En la vida me he apoyado con harta frecuencia en mis dos manos, a las que siempre he tratado muy bien y que con el tiempo se han convertido en algo cultivado. Superé aquella indecisión sobre la máquina de escribir permaneciendo fiel a la escritura a mano, a la ley de los dedos.

 

 

Recurrir a lo pequeño, a lo que está a la mano, para superar peligros ocultos es, necesariamente, una campaña de largo alcance. Una empresa similar a la realizada por Bernhard Echte y Werner Morlang, quienes tuvieron a su cargo la edición de los textos que conforman Escrito a lápiz. Durante diecisiete años estos buenos hombres se ocuparon en descifrar un legajo compuesto por 527 papeles de formatos variopintos. Walser, pasados los años, escribía en dimensiones cada vez más pequeñas. Inició con una letra que oscilaba entre los tres y dos milímetros; para los microgramas redactados entre 1925 y 1932 (y que conforman este tercer volumen) la letra había sido reducida al milímetro. Calendarios, recibos de honorarios, cartas, tarjetas de presentación: aradas en su totalidad con una letra imposible de leer. Como explica Morlang en el epílogo del primer volumen de Escrito a lápiz (que contiene los microgramas escritos entre 1924 y 1925), se atacó los manuscritos letra a letra, utilizando cuentahílos de cinco o seis aumentos. Me parece arriesgado afirmar que Walser dio con un método para contener su locura. Digamos, mejor, que después de estar dando tumbos en la habitación el poeta finalmente se sintió en casa. Una casa, por lo demás, a la que fue difícil entrar ya que la había desocupado. De una carta a Max Rychner, fechada el 20 de junio de 1927, Morlang recupera una de las pocas explicaciones de Walser: 

 

Para el autor de estas líneas hubo un momento en que, en efecto, se vio preso de una terrible, de una espantosa aversión hacia la pluma, un momento en que estaba tan harto que apenas soy capaz de describirlo, en que, por poco que empezara a utilizarla, se convertía en todo un estúpido y, para librarse de este tedio de la pluma, empezó a lapicear, a esbozar, a garabatear.

______________________________

• _LO QUE SE PIDE 1_:
Haz una lista de los tipos de papel que, según el texto sobre los microgramas de Walser, quedaron cubiertos con una letra imposible de leer.
• _LO QUE SE PIDE 2_:
Sigue escribiendo el texto sobre los microgramas de Walser a partir de su última oración.

• _MATERIAL_:
______________________________

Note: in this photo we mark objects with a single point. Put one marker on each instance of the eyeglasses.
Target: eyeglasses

______________________________

• _RESPUESTA 1_:
- Calendarios
- Recibos de honorarios
- Cartas
- Tarjetas de presentación

• _RESPUESTA 2_:
 

Por supuesto, no son garabatos lo que leemos. Si algo han conseguido Echte y Morlang es arrebatarnos el placer de encontrarnos con las aparentes huellas de la locura para entregarnos un placer distinto que, en ocasiones, es verdad, sugiere un monstruo, pero la mayor parte del tiempo es, en suma, más de lo mismo. Como Walser lo anunciaba en Otra vez esta pequeña prosa, sabemos qué esperar:

 

Otra vez esta pequeña prosa, estas digresiones y rodeos, estas carteritas de ir al colegio y taconcitos de muchachitas. ¿Saldrá agradable, cómoda, edificante, satisfactoria esta exposición femenina? La pregunta se responde por sí sola. En lugar de cobrar ánimo y escribir un libro de feria entero, sólo abordo continuamente deditos de uñas pintadas, es decir, sólo surgen incesantes y míseros poemillas.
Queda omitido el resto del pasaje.